» **EXERCISE**:
Copy the records word for word, starting at the very beginning and stopping after the line that has "x=247 y=247". Leave the pictures out of your copy.

begin EXTRACTED INFORMATION

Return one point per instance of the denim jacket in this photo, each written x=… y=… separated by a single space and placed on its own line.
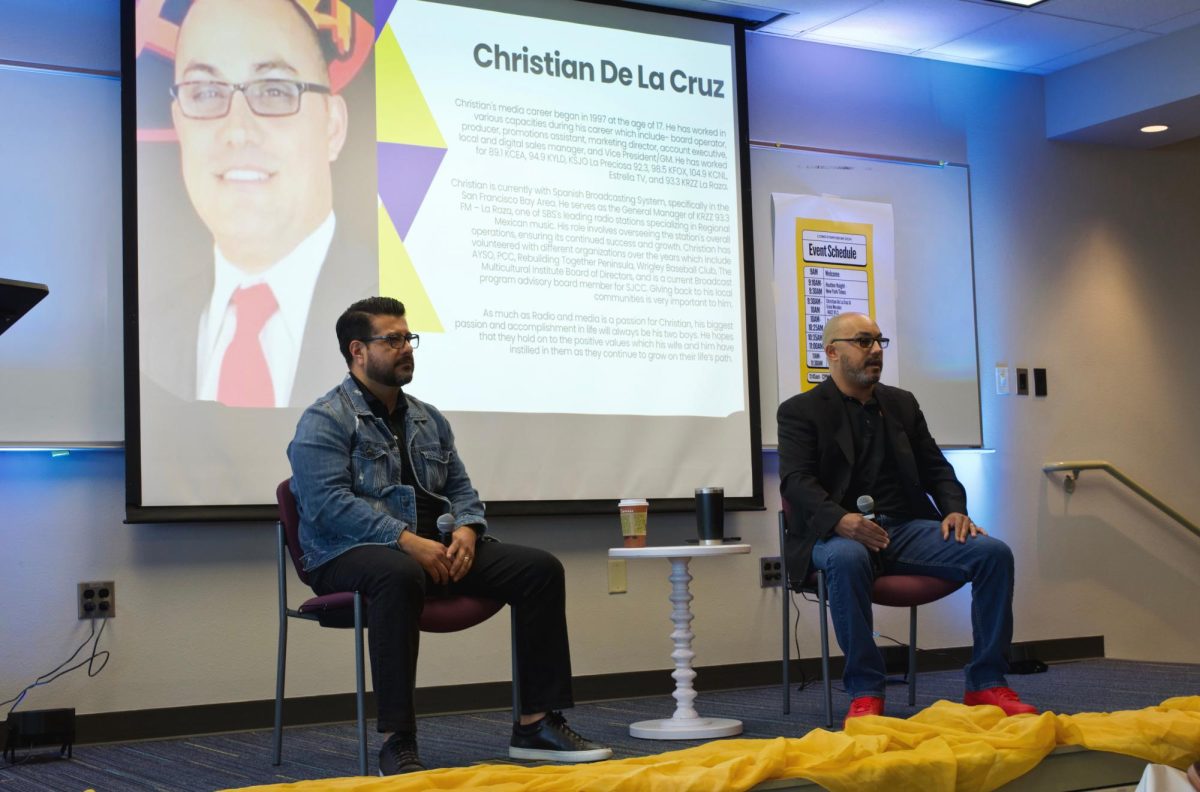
x=346 y=468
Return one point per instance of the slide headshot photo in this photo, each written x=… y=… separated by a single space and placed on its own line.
x=247 y=247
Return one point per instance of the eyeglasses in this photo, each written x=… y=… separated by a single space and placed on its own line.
x=867 y=342
x=396 y=341
x=209 y=100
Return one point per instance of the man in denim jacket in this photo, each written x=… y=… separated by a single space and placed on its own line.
x=372 y=468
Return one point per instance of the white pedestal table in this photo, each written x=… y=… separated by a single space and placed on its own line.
x=685 y=723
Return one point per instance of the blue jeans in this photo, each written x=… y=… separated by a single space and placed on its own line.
x=917 y=547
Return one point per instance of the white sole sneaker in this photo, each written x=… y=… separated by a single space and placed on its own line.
x=567 y=757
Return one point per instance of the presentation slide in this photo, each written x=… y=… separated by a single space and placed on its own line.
x=553 y=191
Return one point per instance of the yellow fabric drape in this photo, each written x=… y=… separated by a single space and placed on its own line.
x=947 y=747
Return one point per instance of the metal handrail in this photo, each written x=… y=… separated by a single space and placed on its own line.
x=1075 y=468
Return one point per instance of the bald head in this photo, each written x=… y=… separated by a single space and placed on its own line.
x=840 y=327
x=853 y=369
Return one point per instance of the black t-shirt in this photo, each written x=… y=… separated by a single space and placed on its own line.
x=875 y=467
x=429 y=508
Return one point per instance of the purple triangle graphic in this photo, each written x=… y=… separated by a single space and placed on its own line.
x=383 y=10
x=406 y=173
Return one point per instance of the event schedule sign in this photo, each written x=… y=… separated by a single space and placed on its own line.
x=832 y=256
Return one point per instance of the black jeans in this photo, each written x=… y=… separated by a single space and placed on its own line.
x=395 y=586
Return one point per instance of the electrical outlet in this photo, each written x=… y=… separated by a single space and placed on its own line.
x=771 y=571
x=617 y=580
x=97 y=600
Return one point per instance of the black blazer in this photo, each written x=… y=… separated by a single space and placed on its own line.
x=816 y=457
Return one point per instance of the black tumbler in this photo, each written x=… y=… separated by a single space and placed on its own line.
x=711 y=515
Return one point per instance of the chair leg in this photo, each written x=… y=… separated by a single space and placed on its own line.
x=787 y=625
x=912 y=655
x=277 y=736
x=516 y=671
x=360 y=683
x=282 y=652
x=822 y=595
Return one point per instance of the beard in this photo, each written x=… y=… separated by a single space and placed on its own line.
x=861 y=376
x=391 y=375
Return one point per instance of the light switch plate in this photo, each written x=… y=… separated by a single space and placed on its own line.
x=1002 y=379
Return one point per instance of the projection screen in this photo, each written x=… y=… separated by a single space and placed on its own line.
x=556 y=192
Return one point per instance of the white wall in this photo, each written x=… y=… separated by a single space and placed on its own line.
x=1084 y=265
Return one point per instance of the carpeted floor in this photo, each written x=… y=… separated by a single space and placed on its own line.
x=243 y=759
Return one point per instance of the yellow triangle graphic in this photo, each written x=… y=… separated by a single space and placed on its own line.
x=401 y=112
x=399 y=279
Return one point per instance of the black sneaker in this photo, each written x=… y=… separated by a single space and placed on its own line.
x=553 y=741
x=399 y=755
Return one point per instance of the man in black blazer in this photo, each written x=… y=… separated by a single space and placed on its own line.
x=850 y=437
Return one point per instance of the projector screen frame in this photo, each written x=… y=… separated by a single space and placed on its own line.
x=137 y=513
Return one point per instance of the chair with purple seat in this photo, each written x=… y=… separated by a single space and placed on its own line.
x=348 y=610
x=895 y=591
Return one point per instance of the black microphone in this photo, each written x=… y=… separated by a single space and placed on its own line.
x=445 y=527
x=867 y=505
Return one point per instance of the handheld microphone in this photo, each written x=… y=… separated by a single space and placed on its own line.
x=867 y=505
x=445 y=527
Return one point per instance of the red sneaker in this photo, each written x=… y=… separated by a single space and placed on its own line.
x=1003 y=697
x=864 y=706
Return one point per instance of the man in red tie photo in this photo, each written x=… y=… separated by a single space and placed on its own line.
x=259 y=129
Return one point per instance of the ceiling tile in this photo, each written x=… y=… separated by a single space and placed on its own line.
x=1177 y=23
x=1135 y=15
x=907 y=25
x=807 y=15
x=1089 y=53
x=970 y=61
x=1027 y=40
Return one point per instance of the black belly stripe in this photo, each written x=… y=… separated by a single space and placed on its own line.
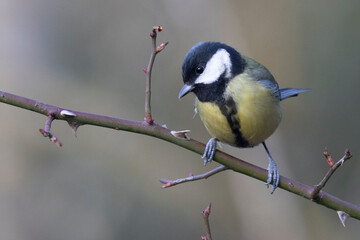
x=229 y=110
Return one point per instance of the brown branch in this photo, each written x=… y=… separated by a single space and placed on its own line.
x=46 y=132
x=206 y=214
x=171 y=183
x=155 y=50
x=77 y=118
x=321 y=185
x=158 y=131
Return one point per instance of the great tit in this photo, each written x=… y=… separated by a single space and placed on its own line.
x=237 y=98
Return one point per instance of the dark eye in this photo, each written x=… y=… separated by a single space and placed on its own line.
x=199 y=69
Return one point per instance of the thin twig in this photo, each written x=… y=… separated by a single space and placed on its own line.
x=321 y=185
x=171 y=183
x=77 y=118
x=155 y=50
x=46 y=132
x=164 y=133
x=206 y=214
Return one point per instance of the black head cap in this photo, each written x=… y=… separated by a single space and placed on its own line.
x=195 y=62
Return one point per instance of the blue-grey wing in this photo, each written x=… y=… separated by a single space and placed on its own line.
x=291 y=92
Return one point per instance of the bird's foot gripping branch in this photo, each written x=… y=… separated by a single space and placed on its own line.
x=180 y=138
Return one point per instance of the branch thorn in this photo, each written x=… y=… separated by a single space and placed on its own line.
x=343 y=216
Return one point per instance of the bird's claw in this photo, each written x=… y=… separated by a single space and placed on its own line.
x=210 y=150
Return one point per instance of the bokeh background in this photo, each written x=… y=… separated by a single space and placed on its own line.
x=103 y=184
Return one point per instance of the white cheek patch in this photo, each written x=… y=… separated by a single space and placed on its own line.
x=218 y=64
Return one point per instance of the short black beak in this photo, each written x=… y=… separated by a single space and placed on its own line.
x=185 y=90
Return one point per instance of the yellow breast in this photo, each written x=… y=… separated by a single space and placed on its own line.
x=258 y=112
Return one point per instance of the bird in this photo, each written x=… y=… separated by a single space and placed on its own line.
x=237 y=99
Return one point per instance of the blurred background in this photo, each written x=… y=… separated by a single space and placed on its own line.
x=104 y=184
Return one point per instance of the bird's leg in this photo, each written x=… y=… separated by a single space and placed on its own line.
x=273 y=173
x=210 y=150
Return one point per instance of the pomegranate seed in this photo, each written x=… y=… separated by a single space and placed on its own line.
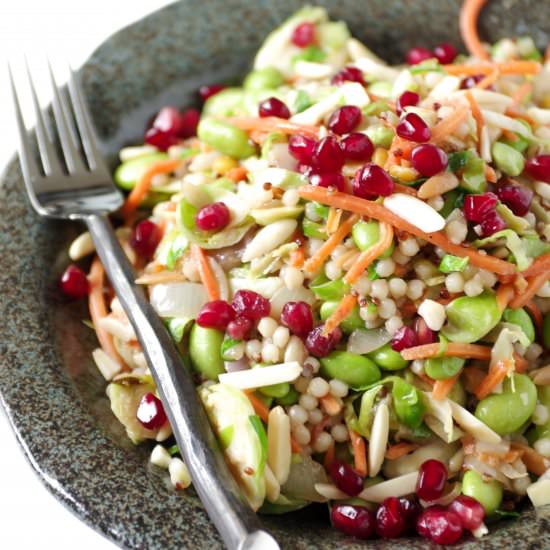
x=413 y=128
x=417 y=55
x=516 y=197
x=432 y=478
x=320 y=345
x=404 y=338
x=390 y=522
x=346 y=478
x=345 y=119
x=357 y=147
x=273 y=107
x=440 y=525
x=298 y=318
x=74 y=283
x=539 y=167
x=476 y=207
x=445 y=53
x=303 y=35
x=371 y=181
x=406 y=99
x=145 y=238
x=469 y=510
x=356 y=521
x=150 y=413
x=428 y=159
x=301 y=148
x=351 y=74
x=328 y=155
x=213 y=217
x=207 y=92
x=251 y=305
x=216 y=314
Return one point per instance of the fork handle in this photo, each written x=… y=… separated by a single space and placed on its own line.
x=237 y=524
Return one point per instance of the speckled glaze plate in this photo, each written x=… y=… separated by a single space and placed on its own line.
x=49 y=386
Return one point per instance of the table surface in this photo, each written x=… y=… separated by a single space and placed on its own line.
x=30 y=515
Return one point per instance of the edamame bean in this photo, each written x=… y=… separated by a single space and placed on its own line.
x=487 y=493
x=355 y=370
x=205 y=351
x=225 y=138
x=506 y=412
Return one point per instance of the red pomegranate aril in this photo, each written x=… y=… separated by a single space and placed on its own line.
x=216 y=314
x=319 y=345
x=150 y=413
x=328 y=155
x=372 y=181
x=516 y=197
x=301 y=148
x=74 y=283
x=406 y=99
x=417 y=55
x=429 y=160
x=213 y=217
x=476 y=207
x=469 y=510
x=440 y=525
x=303 y=35
x=432 y=478
x=404 y=338
x=539 y=167
x=445 y=53
x=251 y=305
x=356 y=521
x=413 y=128
x=145 y=238
x=273 y=107
x=345 y=119
x=350 y=74
x=346 y=478
x=298 y=318
x=357 y=147
x=390 y=522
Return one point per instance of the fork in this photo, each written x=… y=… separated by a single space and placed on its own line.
x=86 y=192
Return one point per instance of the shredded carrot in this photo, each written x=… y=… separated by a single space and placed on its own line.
x=400 y=449
x=359 y=453
x=330 y=244
x=205 y=272
x=144 y=183
x=379 y=212
x=369 y=255
x=344 y=308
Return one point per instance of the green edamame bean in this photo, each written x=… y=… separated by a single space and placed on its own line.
x=487 y=493
x=225 y=138
x=471 y=317
x=355 y=370
x=263 y=79
x=352 y=322
x=507 y=159
x=205 y=351
x=387 y=358
x=506 y=412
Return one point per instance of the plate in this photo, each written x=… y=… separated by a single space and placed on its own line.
x=53 y=395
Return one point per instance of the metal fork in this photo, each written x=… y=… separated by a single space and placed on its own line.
x=86 y=193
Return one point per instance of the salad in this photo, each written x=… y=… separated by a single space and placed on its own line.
x=354 y=259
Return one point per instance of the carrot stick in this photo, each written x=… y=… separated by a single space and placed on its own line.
x=359 y=453
x=379 y=212
x=369 y=255
x=330 y=244
x=205 y=273
x=142 y=186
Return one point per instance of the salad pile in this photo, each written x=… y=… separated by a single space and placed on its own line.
x=354 y=260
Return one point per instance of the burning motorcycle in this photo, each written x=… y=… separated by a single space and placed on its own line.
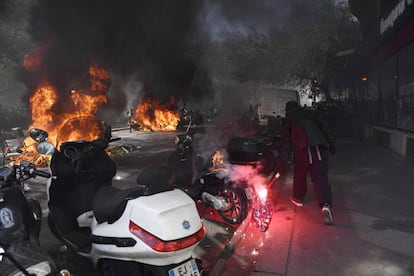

end EXTRACTED INFORMATION

» **ANSWER TO THIS EXERCISE**:
Return one point per instance of the denim jacket in this photo, each written x=… y=… separated by a single space and placed on its own line.
x=346 y=468
Return one point per instance of the slide headshot photo in this photo, each written x=… y=… separated by a single space and placed on its own line.
x=247 y=247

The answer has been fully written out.